EXERCISE BRIEF:
Copy the lines of the records below verbatim, from the line containing "Reviewer note: verify that every instance of the man's hand" through the line containing "[[461, 298], [287, 238], [107, 256]]", inclusive.

+++ GIVEN RECORDS +++

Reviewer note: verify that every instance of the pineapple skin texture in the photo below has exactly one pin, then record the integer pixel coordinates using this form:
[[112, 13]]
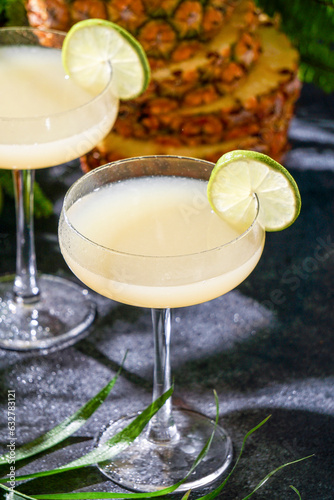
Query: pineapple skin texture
[[223, 76]]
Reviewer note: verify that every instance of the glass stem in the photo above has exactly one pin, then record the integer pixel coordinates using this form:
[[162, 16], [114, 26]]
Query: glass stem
[[162, 428], [25, 284]]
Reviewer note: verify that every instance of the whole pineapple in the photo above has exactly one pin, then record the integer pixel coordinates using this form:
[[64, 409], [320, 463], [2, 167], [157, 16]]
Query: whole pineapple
[[223, 76]]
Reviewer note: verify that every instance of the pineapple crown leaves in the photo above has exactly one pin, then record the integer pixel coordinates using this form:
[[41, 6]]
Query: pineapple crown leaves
[[12, 13], [310, 26], [43, 206]]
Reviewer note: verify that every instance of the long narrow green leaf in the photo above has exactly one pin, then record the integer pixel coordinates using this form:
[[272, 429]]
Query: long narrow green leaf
[[296, 491], [160, 493], [64, 429], [216, 492], [16, 493], [268, 476], [111, 447]]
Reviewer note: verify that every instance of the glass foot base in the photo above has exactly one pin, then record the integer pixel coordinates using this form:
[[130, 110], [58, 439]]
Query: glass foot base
[[146, 466], [63, 313]]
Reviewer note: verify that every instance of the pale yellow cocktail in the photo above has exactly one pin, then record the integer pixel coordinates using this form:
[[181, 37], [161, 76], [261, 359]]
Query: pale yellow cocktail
[[141, 231], [50, 119], [180, 249]]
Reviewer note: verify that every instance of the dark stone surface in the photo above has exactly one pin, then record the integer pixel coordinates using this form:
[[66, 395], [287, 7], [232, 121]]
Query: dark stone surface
[[266, 348]]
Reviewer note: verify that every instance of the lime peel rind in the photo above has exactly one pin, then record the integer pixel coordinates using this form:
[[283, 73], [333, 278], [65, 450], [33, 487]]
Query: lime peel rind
[[240, 175], [96, 50]]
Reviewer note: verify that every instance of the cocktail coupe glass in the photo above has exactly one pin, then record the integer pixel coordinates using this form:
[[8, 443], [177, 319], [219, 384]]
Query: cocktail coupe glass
[[45, 120], [160, 279]]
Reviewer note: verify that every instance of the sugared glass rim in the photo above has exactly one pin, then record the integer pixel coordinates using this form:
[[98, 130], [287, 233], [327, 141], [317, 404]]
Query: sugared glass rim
[[94, 98], [114, 164]]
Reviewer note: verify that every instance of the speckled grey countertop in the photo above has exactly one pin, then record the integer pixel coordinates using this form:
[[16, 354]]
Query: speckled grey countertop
[[266, 347]]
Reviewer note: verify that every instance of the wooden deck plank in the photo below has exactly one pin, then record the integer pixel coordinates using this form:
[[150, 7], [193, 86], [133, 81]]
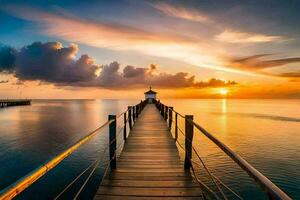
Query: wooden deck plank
[[149, 166]]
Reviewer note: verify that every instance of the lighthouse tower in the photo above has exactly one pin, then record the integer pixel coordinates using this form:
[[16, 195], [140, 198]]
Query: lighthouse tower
[[150, 95]]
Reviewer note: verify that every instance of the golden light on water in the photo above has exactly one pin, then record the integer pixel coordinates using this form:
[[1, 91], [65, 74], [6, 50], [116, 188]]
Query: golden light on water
[[223, 91]]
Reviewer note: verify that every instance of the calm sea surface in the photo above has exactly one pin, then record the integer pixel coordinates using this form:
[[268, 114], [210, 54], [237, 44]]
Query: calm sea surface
[[265, 132]]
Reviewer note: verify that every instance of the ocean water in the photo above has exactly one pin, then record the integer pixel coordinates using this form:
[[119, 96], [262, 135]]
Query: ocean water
[[264, 132]]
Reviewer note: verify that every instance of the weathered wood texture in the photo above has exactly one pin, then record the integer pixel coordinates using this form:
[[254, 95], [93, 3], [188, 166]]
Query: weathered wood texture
[[149, 166]]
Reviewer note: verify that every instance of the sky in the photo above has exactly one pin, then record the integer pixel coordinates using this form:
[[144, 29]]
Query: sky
[[117, 49]]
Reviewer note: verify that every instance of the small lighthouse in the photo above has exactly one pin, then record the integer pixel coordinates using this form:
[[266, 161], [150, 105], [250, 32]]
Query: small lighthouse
[[150, 95]]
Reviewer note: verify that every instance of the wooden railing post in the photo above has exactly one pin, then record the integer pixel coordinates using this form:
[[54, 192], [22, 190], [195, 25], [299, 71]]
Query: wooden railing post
[[125, 128], [137, 111], [170, 117], [176, 126], [112, 142], [130, 117], [189, 133], [133, 113], [166, 113]]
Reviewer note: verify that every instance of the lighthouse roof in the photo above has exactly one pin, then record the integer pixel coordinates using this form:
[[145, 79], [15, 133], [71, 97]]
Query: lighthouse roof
[[150, 92]]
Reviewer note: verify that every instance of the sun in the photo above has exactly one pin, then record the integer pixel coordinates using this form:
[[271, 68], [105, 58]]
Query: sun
[[223, 91]]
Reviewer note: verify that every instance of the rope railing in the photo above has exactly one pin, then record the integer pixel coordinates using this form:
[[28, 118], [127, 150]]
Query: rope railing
[[18, 187], [272, 190]]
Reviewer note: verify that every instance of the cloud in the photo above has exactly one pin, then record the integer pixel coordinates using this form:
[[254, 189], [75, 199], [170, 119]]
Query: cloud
[[111, 77], [257, 63], [7, 58], [48, 62], [52, 63], [182, 12], [115, 36], [244, 37]]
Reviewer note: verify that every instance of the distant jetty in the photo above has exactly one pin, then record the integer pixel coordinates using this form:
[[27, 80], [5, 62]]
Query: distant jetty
[[14, 102]]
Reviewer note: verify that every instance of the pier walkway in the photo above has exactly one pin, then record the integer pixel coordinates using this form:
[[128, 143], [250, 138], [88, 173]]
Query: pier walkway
[[149, 166]]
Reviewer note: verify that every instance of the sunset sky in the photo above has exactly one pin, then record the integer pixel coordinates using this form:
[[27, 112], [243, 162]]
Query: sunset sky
[[117, 49]]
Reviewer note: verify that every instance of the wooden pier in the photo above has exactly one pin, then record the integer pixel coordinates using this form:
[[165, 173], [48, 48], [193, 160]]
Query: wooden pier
[[14, 102], [149, 166]]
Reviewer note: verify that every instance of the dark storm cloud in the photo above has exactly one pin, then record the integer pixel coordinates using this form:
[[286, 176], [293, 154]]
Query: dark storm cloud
[[52, 63]]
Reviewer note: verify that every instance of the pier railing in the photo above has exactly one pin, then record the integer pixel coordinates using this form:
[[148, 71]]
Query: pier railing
[[171, 117], [129, 117]]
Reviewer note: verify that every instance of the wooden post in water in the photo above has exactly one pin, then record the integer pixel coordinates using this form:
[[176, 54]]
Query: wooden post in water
[[133, 113], [137, 111], [130, 117], [189, 133], [112, 142], [170, 117], [166, 113], [176, 126], [124, 130]]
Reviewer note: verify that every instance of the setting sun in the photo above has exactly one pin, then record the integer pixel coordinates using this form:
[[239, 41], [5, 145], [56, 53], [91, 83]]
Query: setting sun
[[223, 91]]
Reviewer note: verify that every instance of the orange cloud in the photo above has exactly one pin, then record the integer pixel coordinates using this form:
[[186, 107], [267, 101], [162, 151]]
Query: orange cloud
[[181, 12], [244, 37]]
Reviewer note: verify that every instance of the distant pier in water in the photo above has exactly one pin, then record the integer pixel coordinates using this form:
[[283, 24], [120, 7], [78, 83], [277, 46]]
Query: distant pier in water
[[14, 102]]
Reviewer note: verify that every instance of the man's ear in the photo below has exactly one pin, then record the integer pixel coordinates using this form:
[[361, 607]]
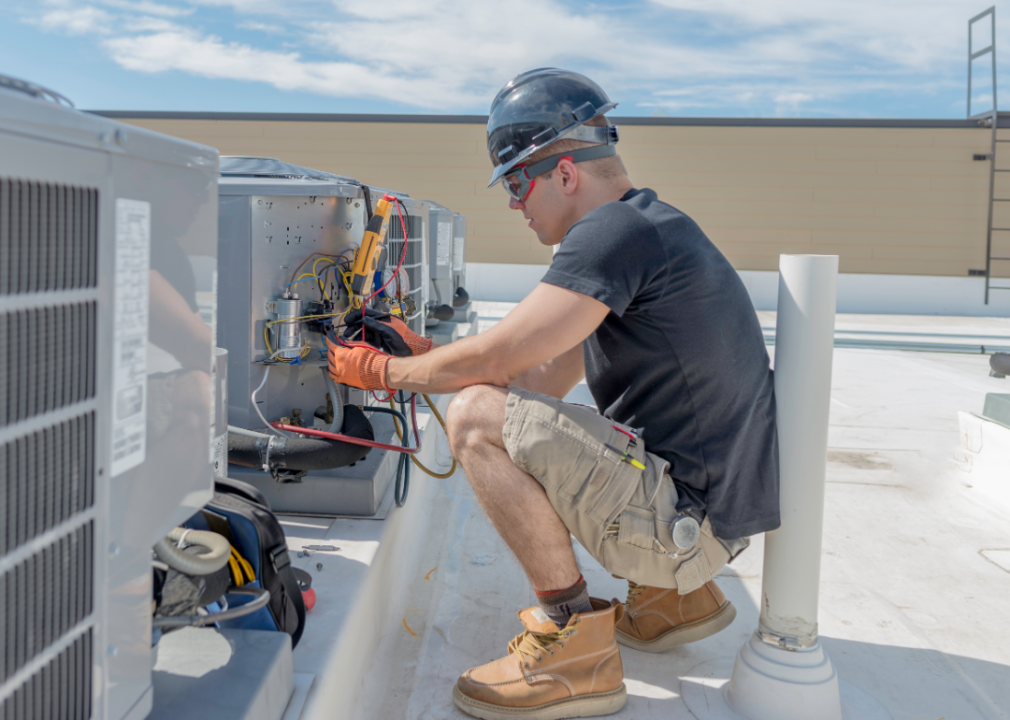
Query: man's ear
[[569, 176]]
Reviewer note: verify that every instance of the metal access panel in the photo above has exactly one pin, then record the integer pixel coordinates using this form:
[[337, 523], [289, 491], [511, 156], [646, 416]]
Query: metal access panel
[[106, 234], [277, 222], [269, 226]]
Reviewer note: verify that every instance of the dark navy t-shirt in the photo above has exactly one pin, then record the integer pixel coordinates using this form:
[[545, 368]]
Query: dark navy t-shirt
[[681, 356]]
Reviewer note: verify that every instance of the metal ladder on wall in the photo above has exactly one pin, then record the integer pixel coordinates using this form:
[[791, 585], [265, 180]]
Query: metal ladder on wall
[[989, 118]]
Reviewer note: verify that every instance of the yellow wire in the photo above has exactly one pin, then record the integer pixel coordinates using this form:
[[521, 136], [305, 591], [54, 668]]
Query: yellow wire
[[315, 275], [413, 458]]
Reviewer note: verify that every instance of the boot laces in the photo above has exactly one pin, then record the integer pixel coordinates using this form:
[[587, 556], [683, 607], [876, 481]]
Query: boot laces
[[535, 644], [634, 590]]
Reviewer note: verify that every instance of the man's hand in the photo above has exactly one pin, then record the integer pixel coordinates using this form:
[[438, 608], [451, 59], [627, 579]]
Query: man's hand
[[358, 367], [386, 332]]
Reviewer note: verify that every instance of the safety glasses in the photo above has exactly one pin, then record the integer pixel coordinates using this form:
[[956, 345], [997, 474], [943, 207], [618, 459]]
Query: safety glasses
[[518, 185]]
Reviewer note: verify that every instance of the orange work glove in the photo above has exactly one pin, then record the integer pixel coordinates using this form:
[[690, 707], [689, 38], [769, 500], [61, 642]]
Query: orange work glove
[[358, 367]]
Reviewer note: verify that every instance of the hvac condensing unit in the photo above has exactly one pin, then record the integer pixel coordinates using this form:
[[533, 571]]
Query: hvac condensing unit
[[461, 298], [287, 238], [107, 256]]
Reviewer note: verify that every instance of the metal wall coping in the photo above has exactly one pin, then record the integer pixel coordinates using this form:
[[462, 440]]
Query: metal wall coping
[[483, 119]]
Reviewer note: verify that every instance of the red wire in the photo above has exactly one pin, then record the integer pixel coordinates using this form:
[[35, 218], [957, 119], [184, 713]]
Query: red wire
[[361, 440]]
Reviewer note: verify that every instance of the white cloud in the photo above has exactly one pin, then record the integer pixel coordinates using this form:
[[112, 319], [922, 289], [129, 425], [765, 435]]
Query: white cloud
[[145, 7], [210, 57], [763, 57]]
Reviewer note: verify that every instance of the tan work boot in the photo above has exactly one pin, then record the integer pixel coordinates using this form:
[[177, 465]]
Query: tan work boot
[[549, 673], [658, 619]]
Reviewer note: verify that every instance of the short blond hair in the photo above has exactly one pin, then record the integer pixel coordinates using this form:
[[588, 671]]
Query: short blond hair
[[602, 168]]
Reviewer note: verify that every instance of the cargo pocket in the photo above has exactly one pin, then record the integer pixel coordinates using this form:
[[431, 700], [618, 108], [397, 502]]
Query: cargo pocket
[[693, 573], [637, 527]]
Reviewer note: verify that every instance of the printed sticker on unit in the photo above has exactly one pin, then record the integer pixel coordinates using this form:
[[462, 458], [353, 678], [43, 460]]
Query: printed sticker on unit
[[129, 360]]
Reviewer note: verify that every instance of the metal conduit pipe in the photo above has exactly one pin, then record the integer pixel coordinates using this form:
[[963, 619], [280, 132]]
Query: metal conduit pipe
[[335, 401], [274, 453]]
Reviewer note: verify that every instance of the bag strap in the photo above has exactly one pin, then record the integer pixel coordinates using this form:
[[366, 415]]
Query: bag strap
[[285, 571]]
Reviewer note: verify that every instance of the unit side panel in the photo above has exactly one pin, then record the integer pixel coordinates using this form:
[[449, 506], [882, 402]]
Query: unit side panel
[[53, 443]]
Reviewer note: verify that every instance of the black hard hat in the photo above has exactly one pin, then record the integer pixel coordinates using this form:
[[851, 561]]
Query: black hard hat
[[539, 107]]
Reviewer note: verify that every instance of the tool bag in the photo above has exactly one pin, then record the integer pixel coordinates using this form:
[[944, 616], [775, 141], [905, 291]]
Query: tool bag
[[240, 513]]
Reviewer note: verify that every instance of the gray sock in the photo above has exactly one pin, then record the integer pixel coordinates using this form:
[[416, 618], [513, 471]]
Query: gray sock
[[561, 605]]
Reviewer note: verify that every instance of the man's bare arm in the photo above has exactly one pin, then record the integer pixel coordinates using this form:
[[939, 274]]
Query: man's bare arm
[[557, 377], [548, 323]]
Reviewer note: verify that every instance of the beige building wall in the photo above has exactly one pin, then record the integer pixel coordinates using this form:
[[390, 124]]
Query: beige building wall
[[888, 200]]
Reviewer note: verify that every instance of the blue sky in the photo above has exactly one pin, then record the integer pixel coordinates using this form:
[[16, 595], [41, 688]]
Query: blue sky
[[901, 59]]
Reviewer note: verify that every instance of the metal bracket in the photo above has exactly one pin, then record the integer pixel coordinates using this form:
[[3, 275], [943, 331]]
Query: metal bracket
[[787, 642]]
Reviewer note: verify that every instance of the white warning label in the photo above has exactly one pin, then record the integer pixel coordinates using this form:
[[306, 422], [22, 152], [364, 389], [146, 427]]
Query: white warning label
[[444, 246], [129, 358]]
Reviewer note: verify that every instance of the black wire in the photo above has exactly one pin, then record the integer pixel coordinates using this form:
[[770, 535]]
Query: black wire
[[405, 461], [403, 467]]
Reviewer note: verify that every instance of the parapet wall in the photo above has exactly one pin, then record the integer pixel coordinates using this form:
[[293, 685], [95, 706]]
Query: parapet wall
[[889, 197]]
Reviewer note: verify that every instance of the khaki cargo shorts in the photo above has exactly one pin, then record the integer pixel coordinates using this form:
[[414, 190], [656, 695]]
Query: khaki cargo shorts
[[621, 514]]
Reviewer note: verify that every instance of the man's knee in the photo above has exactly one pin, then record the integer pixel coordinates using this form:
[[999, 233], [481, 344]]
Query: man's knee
[[476, 415]]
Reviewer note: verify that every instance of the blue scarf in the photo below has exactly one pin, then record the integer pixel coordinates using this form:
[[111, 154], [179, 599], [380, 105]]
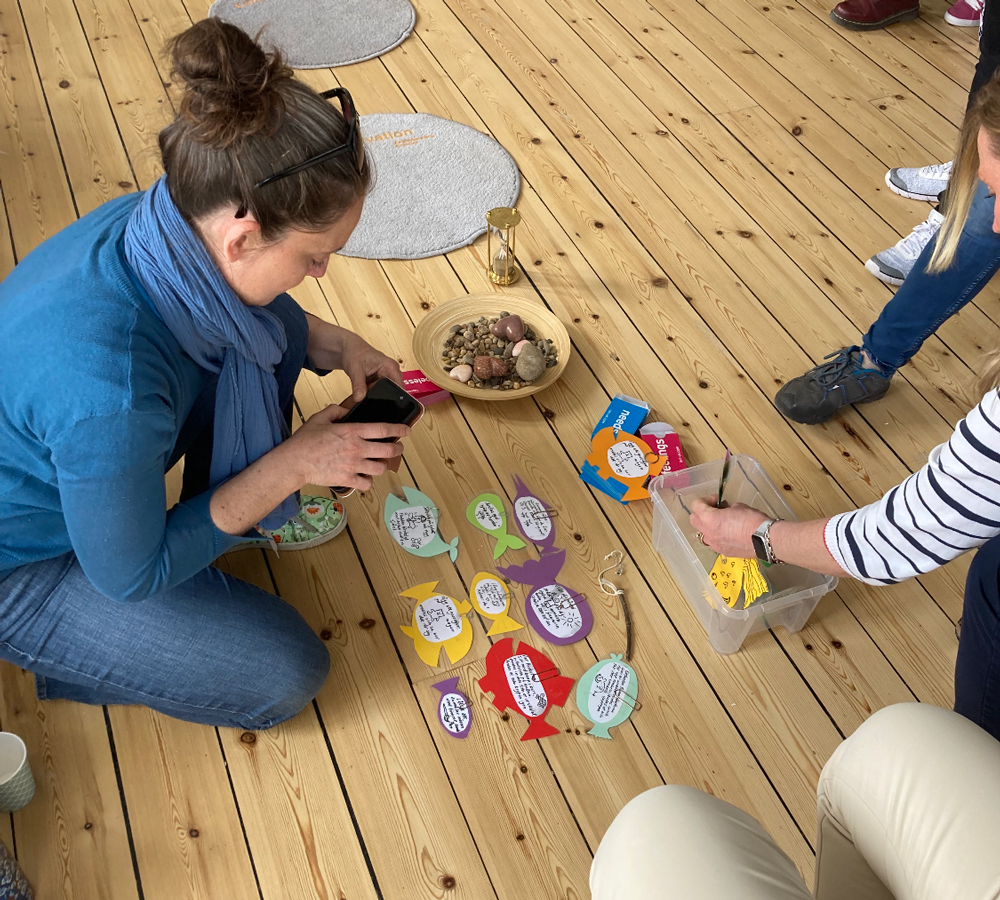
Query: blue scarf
[[242, 344]]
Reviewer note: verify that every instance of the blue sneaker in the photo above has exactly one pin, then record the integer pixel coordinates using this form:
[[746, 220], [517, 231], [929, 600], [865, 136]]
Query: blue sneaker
[[924, 183], [844, 380]]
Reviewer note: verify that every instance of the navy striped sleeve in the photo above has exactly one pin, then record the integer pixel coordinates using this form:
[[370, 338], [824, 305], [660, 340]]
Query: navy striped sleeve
[[950, 506]]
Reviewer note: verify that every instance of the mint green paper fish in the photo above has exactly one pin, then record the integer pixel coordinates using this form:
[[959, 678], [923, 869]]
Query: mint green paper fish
[[413, 524], [487, 513], [606, 694]]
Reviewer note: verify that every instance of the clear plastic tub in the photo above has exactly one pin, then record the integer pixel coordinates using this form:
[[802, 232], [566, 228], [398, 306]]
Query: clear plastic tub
[[795, 591]]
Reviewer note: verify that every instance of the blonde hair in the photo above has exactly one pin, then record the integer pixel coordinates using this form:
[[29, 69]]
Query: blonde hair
[[983, 114]]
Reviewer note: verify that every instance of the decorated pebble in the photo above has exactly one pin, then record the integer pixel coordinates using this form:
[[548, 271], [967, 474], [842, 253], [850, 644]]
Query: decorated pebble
[[510, 327], [489, 367], [530, 362]]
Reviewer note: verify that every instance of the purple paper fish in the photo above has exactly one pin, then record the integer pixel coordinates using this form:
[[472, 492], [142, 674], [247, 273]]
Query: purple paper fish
[[557, 613], [534, 517], [454, 709]]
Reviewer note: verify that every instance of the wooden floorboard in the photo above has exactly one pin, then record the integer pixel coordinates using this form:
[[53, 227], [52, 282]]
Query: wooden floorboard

+++

OUTPUT FOR THIS TASK:
Reviewer note: verify that every instance of the man's hand in the photo above has exactly one pin, then record the integer pixel coordinates using this form:
[[438, 608], [451, 59], [627, 579]]
Query: man's hand
[[358, 367], [386, 332]]
Reviewer note: verify that every instance of the safety glasses in the photo above has exactly one pin, then record the integer pixel coordinates using this form:
[[956, 345], [997, 474], [943, 207], [618, 459]]
Query: safety glasses
[[518, 185]]
Reviewer note: verify that every instance of the orange work glove in the photo above has exactly one pin, then record the integer pixel coordinates using this form:
[[690, 707], [689, 38], [769, 500], [61, 642]]
Query: orange work glove
[[358, 367]]
Reviewer note: verify that every instance of the hvac condensing unit in the photo above has exactly one pin, then record the integer pixel coordinates using this form:
[[533, 571]]
Query: hvac condensing unit
[[461, 298], [287, 238], [107, 256]]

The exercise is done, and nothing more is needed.